** BEGIN Text to read **

When I see Gary Larson's pictures of pre-historic sceneries, there is always Elvis somewhere peeking out from his hiding-place. You have neglected to show him in this image, even tough Elvis is apparently the most long-lived life form of the phanerozoic. Also, there are no pterodactyl cows in the sky... :-)

Posted by: Birger Johansson | July 25, 2010 6:17 PM

2

This deserves a good visit:

Latest Cretaceous hadrosauroid (Dinosauria: Ornithopoda) remains from Bulgaria
In Press, Corrected Proof, Available online 17 July 2010
Pascal Godefroit, Neda Motchurova-Dekova

Comptes Rendus Palevol

Posted by: J.S. Lopes | July 25, 2010 7:38 PM

3

Eryops in a tree?

Posted by: mike sheridan | July 26, 2010 2:03 AM

4

Sorry, spelling error. Is the tree supposed to be a pine? I cannot see the claws well, is it a deinonychus holding its victim?

Posted by: Birger Johansson | July 26, 2010 4:28 AM

5

Eryops in a tree?

Nah, the head's too small and rounded. Some sort of caseasaur, I reckon. In a tree.

** END Text to read **
** BEGIN Data excerpts **

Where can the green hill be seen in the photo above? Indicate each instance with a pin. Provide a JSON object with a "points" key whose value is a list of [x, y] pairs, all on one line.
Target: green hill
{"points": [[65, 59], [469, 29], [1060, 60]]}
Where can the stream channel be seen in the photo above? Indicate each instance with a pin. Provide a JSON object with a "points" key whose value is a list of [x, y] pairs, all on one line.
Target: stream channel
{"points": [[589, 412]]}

** END Data excerpts **
** BEGIN Data excerpts **

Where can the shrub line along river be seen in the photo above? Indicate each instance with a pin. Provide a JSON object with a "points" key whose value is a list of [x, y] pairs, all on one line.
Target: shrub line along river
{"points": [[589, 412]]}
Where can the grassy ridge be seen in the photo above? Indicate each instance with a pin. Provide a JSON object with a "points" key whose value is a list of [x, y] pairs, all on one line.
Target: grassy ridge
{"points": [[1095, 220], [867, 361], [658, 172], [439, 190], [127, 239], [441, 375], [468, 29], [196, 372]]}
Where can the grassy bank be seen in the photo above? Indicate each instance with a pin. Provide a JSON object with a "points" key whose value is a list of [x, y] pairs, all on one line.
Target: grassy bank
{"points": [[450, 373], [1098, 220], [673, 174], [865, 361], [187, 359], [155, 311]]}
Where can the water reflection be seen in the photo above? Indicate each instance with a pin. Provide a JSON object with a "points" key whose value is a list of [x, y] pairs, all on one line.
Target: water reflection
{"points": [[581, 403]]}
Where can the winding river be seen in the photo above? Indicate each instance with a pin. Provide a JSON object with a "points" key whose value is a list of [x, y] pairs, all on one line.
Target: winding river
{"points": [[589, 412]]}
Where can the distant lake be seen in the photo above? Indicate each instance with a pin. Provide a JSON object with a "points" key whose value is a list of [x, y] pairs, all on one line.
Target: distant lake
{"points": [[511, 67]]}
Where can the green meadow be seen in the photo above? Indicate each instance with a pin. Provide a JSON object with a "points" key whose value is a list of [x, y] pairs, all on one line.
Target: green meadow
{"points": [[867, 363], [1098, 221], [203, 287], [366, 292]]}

** END Data excerpts **

Task list.
1. In the comment thread, which journal is listed for the paper on Bulgarian hadrosauroid remains?
2. Reproduce word for word the part of the comment thread that opens with the words containing "Sorry, spelling error." and closes with "reckon. In a tree.".
3. Decide whether each statement agrees with the comment thread, answering yes or no and quoting the words that settle it: (a) The paper on hadrosauroid remains from Bulgaria became available online on 17 July 2010. (b) The final comment accepts that the animal in the tree is Eryops. (c) The question "Eryops in a tree?" was first posted on July 25, 2010.

Results of the exercise.
1. Comptes Rendus Palevol

2.
Sorry, spelling error. Is the tree supposed to be a pine? I cannot see the claws well, is it a deinonychus holding its victim?

Posted by: Birger Johansson | July 26, 2010 4:28 AM

5

Eryops in a tree?

Nah, the head's too small and rounded. Some sort of caseasaur, I reckon. In a tree.

3.
(a) Yes: "Available online 17 July 2010"
(b) No: "Nah, the head's too small and rounded."
(c) No: "Posted by: mike sheridan | July 26, 2010 2:03 AM"